**PROBLEMS TO WORK ON:**
(a) Answer these questions from the passage on heart disease risk:
(i) At what age does conventional risk monitoring begin?
(ii) Genomic data from roughly how many people went into the Genomic Risk Score?
(iii) How much more likely to develop heart disease were people with a GRS in the top 20 percent than those in the bottom 20 percent?
(b) According to the passage on heart disease risk, what is wrong with the current way doctors evaluate a patient's risk for coronary heart disease? Explain in one to three sentences.
(c) Quote the passage on heart disease risk between "The problem with" and "at risk individuals.", inclusive.

**EXTRACTED TEXT:**
· · · · ·
The current way doctors evaluate a patient's risk for coronary heart disease involves monitoring one's blood pressure and cholesterol while also identifying other factors such as smoking, family history or diabetes. Kredit: U. S. Navy.

The problem with this strategy is that it is age-dependent, with monitoring only beginning when a person reaches the age of 40 or 50, and it misses a large volume of people who are seemingly otherwise healthy yet get struck down by sudden heart attacks.

Impressive work from an international team of researchers has now resulted in what they are calling a Genomic Risk Score (GRS), which can assess a person's genetic risk factor for developing coronary heart disease. Using genomic data from nearly half a million people, and analyzing nearly two million different individual genetic variants, the test could be a missing link in diagnostic tools, allowing doctors to combine a GRS with other risk factors so as to better target at risk individuals.

In evaluating the efficacy of the new genetic test against six conventional risk factors (smoking, blood pressure, body mass index, diabetes, family history, and high cholesterol) the research found the GRS was better at predicting whether a person would develop heart disease than any other single risk factor. Overall, those with a GRS in the top 20 percent were four times more likely to develop heart disease compared to those with a GRS in the bottom 20 percent.
· · · · ·
(Phrase grounding data)
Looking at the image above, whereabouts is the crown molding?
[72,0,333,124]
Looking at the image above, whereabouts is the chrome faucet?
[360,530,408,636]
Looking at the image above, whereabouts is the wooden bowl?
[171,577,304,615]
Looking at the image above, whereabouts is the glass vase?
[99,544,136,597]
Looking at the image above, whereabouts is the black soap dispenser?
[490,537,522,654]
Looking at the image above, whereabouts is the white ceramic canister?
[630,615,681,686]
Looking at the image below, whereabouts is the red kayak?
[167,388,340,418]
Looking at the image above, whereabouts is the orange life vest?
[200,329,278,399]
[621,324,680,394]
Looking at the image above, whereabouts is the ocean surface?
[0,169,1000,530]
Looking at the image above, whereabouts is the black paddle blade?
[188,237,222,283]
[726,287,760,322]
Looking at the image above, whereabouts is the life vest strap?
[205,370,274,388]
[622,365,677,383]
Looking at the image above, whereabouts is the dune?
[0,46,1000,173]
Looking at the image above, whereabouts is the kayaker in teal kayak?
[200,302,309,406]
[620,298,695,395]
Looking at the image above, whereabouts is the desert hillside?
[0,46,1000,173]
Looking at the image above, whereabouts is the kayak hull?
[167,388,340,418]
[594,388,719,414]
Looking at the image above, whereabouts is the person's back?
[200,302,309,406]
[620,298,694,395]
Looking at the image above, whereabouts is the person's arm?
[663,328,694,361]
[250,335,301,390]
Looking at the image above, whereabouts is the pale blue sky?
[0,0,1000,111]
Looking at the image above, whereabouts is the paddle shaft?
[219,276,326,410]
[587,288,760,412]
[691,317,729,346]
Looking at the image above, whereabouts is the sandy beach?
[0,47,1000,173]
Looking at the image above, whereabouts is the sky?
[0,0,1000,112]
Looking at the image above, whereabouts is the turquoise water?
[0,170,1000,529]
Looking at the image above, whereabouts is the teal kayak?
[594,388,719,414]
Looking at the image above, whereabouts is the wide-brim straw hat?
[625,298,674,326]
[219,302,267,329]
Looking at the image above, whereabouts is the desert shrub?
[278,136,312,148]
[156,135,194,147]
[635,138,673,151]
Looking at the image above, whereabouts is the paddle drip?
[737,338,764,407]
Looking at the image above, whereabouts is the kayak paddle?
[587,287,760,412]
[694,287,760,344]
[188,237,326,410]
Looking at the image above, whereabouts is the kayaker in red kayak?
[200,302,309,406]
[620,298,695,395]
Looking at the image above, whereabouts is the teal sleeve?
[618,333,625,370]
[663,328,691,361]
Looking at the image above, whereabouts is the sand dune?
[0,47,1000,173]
· · · · ·
**ANSWERS:**
(a)
(i) At 40 or 50.
(ii) Nearly half a million people.
(iii) Four times more likely.

(b) The current strategy depends on age: monitoring begins only when a person reaches 40 or 50. It also misses many people who seem otherwise healthy but are struck down by sudden heart attacks.

(c)
The problem with this strategy is that it is age-dependent, with monitoring only beginning when a person reaches the age of 40 or 50, and it misses a large volume of people who are seemingly otherwise healthy yet get struck down by sudden heart attacks.

Impressive work from an international team of researchers has now resulted in what they are calling a Genomic Risk Score (GRS), which can assess a person's genetic risk factor for developing coronary heart disease. Using genomic data from nearly half a million people, and analyzing nearly two million different individual genetic variants, the test could be a missing link in diagnostic tools, allowing doctors to combine a GRS with other risk factors so as to better target at risk individuals.